Natural-language object grounding data
#####

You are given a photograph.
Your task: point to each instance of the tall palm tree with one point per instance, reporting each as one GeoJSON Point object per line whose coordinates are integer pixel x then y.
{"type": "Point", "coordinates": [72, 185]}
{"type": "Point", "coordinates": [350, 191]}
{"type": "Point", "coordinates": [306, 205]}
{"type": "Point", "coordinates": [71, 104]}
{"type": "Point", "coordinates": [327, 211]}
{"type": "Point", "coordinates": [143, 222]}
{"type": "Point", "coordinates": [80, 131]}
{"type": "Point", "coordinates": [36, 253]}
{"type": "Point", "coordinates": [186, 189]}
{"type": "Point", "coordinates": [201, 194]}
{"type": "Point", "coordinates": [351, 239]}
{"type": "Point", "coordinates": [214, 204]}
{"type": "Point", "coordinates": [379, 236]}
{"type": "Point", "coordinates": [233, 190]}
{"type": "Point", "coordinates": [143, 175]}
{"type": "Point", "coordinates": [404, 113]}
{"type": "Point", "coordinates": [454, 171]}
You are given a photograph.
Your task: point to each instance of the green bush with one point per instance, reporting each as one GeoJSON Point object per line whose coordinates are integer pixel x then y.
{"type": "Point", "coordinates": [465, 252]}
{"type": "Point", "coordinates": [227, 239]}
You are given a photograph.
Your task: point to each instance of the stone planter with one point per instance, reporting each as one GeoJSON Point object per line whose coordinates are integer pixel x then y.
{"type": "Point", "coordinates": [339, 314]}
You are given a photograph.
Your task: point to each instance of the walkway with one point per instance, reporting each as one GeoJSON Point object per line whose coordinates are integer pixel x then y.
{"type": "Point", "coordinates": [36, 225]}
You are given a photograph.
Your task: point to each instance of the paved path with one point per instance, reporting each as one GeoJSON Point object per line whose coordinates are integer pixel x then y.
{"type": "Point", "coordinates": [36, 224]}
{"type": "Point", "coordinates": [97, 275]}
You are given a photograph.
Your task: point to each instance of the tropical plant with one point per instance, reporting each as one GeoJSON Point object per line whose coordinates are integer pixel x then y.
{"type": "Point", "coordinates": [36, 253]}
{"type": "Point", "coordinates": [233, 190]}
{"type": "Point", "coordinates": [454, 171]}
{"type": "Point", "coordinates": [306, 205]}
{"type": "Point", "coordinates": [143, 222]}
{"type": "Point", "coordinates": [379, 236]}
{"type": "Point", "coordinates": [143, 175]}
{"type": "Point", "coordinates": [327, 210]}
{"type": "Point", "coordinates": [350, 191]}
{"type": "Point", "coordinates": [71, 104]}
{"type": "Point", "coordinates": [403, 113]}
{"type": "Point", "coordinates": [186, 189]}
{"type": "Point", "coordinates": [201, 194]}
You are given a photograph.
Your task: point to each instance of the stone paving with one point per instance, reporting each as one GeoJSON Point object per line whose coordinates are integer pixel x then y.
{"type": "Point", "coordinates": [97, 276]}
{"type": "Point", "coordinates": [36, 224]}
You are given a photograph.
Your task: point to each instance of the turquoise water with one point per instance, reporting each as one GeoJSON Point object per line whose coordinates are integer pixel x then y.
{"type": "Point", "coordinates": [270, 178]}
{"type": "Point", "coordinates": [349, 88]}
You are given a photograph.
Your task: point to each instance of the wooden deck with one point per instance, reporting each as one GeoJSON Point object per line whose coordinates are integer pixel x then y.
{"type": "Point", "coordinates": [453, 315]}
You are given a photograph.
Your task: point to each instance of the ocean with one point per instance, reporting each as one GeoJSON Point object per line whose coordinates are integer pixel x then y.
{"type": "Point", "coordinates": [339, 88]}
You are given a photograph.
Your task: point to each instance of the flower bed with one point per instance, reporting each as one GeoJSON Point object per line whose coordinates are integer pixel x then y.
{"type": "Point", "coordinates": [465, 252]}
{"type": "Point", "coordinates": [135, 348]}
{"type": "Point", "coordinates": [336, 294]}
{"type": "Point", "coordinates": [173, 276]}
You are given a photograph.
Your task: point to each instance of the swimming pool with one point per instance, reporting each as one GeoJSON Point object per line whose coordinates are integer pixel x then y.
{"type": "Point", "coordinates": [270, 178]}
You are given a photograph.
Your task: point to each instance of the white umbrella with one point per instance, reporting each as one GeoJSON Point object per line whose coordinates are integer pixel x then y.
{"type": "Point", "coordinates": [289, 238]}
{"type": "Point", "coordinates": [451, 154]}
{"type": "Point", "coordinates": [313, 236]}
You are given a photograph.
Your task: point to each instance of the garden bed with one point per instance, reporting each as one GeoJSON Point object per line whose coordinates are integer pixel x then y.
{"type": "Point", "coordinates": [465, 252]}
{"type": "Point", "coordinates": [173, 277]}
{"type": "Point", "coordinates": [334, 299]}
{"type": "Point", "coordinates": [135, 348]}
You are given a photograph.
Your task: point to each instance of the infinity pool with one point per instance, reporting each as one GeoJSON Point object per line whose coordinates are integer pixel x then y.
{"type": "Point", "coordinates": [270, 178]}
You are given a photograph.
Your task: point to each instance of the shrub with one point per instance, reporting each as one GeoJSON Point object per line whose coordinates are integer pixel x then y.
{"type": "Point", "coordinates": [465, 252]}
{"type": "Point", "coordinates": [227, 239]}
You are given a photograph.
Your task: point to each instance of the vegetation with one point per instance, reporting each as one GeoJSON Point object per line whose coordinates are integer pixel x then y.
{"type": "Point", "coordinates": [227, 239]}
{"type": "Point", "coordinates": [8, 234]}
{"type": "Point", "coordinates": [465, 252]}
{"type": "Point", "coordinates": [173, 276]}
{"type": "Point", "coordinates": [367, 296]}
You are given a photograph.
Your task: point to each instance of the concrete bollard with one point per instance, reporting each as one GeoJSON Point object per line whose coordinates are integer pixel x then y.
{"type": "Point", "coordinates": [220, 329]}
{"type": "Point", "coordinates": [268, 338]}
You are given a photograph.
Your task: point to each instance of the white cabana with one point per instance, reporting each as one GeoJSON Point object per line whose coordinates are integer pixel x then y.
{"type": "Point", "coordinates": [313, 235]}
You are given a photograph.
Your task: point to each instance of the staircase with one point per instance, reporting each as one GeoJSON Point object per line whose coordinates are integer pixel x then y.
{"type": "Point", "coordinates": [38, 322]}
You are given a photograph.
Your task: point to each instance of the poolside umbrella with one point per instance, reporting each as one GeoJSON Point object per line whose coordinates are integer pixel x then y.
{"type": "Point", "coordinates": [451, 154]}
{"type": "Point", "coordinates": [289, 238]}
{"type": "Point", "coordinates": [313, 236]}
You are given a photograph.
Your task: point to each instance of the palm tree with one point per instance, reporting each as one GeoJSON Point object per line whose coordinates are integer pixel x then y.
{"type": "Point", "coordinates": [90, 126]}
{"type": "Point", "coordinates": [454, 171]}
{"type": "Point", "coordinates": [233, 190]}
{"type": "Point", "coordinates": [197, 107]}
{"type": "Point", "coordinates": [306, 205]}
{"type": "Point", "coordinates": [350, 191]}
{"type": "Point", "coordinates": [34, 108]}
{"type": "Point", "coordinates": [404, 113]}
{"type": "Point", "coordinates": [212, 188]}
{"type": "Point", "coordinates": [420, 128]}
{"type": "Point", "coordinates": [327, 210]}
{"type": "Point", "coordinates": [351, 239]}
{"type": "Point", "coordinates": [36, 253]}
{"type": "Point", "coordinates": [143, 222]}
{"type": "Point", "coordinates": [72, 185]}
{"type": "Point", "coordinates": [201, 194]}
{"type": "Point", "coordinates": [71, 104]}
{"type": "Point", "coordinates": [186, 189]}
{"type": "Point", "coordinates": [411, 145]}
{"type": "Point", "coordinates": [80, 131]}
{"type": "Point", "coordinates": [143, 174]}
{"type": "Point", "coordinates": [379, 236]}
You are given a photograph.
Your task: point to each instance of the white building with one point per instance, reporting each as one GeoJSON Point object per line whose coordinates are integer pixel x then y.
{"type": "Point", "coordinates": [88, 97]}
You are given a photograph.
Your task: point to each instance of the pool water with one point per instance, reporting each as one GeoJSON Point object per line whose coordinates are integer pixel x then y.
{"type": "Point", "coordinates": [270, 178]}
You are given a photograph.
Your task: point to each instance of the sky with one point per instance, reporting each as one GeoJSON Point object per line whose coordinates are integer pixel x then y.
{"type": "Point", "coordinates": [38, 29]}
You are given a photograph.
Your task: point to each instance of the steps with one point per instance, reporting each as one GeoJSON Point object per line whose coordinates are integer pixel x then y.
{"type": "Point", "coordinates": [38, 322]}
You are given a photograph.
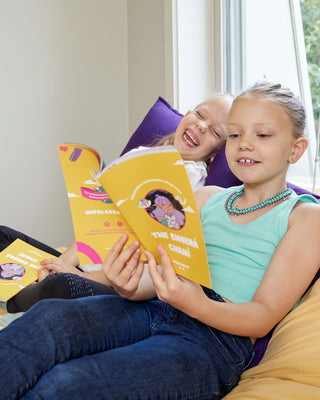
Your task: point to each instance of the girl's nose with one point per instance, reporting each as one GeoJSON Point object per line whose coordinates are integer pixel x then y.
{"type": "Point", "coordinates": [246, 144]}
{"type": "Point", "coordinates": [202, 126]}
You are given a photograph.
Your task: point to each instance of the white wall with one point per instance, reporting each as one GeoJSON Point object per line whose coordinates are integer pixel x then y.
{"type": "Point", "coordinates": [63, 77]}
{"type": "Point", "coordinates": [146, 57]}
{"type": "Point", "coordinates": [86, 71]}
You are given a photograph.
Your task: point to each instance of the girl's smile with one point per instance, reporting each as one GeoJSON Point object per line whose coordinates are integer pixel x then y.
{"type": "Point", "coordinates": [260, 140]}
{"type": "Point", "coordinates": [202, 132]}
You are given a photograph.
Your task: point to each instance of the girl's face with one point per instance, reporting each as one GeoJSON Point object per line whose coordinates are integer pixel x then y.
{"type": "Point", "coordinates": [260, 140]}
{"type": "Point", "coordinates": [203, 131]}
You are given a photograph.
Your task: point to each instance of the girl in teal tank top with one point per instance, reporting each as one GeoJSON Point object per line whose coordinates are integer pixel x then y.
{"type": "Point", "coordinates": [165, 336]}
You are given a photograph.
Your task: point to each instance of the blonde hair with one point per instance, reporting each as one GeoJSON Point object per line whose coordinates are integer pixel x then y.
{"type": "Point", "coordinates": [169, 139]}
{"type": "Point", "coordinates": [282, 96]}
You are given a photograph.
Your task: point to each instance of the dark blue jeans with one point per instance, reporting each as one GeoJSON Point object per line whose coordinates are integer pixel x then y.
{"type": "Point", "coordinates": [105, 347]}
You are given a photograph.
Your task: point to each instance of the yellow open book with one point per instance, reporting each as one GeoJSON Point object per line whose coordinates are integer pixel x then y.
{"type": "Point", "coordinates": [19, 266]}
{"type": "Point", "coordinates": [146, 194]}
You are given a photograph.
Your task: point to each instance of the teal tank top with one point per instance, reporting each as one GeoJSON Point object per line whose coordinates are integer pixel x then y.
{"type": "Point", "coordinates": [239, 254]}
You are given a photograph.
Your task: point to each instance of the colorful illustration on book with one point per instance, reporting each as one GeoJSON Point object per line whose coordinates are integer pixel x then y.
{"type": "Point", "coordinates": [11, 272]}
{"type": "Point", "coordinates": [164, 208]}
{"type": "Point", "coordinates": [89, 252]}
{"type": "Point", "coordinates": [75, 154]}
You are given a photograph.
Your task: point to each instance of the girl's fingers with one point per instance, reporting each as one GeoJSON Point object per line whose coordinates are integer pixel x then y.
{"type": "Point", "coordinates": [116, 249]}
{"type": "Point", "coordinates": [168, 270]}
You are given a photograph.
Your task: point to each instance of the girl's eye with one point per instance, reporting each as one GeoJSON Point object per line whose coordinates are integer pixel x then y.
{"type": "Point", "coordinates": [215, 133]}
{"type": "Point", "coordinates": [233, 135]}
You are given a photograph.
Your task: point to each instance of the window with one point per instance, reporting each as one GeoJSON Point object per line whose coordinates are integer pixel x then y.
{"type": "Point", "coordinates": [265, 41]}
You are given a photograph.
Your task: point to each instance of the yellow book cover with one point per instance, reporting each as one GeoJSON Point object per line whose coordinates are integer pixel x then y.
{"type": "Point", "coordinates": [19, 266]}
{"type": "Point", "coordinates": [152, 190]}
{"type": "Point", "coordinates": [150, 198]}
{"type": "Point", "coordinates": [97, 221]}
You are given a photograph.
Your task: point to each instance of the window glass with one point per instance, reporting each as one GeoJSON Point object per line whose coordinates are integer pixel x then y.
{"type": "Point", "coordinates": [265, 41]}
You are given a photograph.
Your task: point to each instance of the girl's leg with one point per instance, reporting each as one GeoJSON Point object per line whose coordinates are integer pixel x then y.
{"type": "Point", "coordinates": [56, 286]}
{"type": "Point", "coordinates": [9, 235]}
{"type": "Point", "coordinates": [183, 359]}
{"type": "Point", "coordinates": [54, 331]}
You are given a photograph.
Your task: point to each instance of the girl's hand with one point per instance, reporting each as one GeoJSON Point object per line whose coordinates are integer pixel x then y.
{"type": "Point", "coordinates": [180, 292]}
{"type": "Point", "coordinates": [123, 268]}
{"type": "Point", "coordinates": [55, 265]}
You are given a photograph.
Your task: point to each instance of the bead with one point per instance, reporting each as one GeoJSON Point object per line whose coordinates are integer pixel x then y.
{"type": "Point", "coordinates": [237, 211]}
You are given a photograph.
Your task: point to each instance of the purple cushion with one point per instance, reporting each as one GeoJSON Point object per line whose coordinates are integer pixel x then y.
{"type": "Point", "coordinates": [161, 120]}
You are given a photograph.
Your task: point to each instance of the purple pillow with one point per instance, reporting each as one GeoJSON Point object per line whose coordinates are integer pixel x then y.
{"type": "Point", "coordinates": [161, 120]}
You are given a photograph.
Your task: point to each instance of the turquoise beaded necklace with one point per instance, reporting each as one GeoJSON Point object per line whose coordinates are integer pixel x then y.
{"type": "Point", "coordinates": [242, 211]}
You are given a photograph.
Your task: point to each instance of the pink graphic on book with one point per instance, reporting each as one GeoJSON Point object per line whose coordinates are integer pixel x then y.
{"type": "Point", "coordinates": [93, 195]}
{"type": "Point", "coordinates": [89, 252]}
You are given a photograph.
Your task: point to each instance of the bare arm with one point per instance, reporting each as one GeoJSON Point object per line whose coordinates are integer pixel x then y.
{"type": "Point", "coordinates": [67, 263]}
{"type": "Point", "coordinates": [126, 273]}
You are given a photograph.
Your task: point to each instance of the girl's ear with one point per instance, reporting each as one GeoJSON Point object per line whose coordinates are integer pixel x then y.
{"type": "Point", "coordinates": [298, 149]}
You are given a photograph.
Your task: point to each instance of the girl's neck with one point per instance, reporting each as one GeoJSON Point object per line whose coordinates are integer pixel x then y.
{"type": "Point", "coordinates": [253, 198]}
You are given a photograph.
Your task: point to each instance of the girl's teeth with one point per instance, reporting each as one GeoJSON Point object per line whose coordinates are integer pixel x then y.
{"type": "Point", "coordinates": [247, 161]}
{"type": "Point", "coordinates": [189, 139]}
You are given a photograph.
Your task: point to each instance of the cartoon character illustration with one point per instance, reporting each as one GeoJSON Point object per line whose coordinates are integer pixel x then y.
{"type": "Point", "coordinates": [11, 271]}
{"type": "Point", "coordinates": [165, 212]}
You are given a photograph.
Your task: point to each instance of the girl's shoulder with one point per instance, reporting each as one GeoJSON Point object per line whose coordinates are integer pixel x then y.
{"type": "Point", "coordinates": [305, 211]}
{"type": "Point", "coordinates": [206, 192]}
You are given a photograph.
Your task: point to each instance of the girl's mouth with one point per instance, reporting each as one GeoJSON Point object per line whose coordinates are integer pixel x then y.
{"type": "Point", "coordinates": [190, 139]}
{"type": "Point", "coordinates": [247, 161]}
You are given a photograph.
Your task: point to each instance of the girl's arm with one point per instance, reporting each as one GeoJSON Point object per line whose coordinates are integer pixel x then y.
{"type": "Point", "coordinates": [127, 273]}
{"type": "Point", "coordinates": [292, 267]}
{"type": "Point", "coordinates": [68, 262]}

#####

ACTIVITY
Only output the lines from the one with "Your task: point to each instance of the cartoon" through the end of the entries above, exactly as they are.

SOLUTION
Your task: point to each instance of the cartoon character illustration with one point per instance, reporting each as one GeoJSON Point object per line whose coordinates are integer pixel x then y.
{"type": "Point", "coordinates": [11, 271]}
{"type": "Point", "coordinates": [165, 212]}
You are given a photograph.
Your task: point to each instance of the girl's shoulder with one point per instance, reporting each as one GeoJSON Point object per line whose coordinates are integer pixel x then y.
{"type": "Point", "coordinates": [305, 211]}
{"type": "Point", "coordinates": [206, 192]}
You are given a photograph.
Your task: point to each instance of the girl's mouth with one point per instance, reporting each as one GeoJSON Point object per line whose coordinates are integer pixel x then y.
{"type": "Point", "coordinates": [190, 139]}
{"type": "Point", "coordinates": [247, 161]}
You are given a photograph.
Your task: point to each instance of the girl's arm with one point per instance, reporting each as one GeoJSON Point object per line whose coordinates are integer pixel x then y.
{"type": "Point", "coordinates": [127, 273]}
{"type": "Point", "coordinates": [292, 267]}
{"type": "Point", "coordinates": [68, 262]}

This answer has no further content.